--- Problem to work on ---
Among the entries, which lines carry the string "each"? Copy every one.

--- Source material ---

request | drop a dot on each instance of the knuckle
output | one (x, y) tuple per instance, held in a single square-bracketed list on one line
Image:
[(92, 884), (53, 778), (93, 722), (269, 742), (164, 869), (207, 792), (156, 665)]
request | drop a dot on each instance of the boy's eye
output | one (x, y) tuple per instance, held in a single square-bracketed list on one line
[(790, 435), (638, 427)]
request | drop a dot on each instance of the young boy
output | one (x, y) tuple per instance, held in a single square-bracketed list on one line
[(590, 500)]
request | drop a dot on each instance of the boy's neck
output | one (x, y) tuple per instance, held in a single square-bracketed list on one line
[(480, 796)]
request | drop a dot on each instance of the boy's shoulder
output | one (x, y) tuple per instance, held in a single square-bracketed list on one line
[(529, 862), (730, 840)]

---

--- Task result ---
request | drop a dot on each instance of the knuckle
request | drop a dot on each instance of the boy's eye
request | drop a dot on each instance of the young boy
request | drop a dot on each instance of the boy's neck
request | drop a dot on each instance of the boy's shoulder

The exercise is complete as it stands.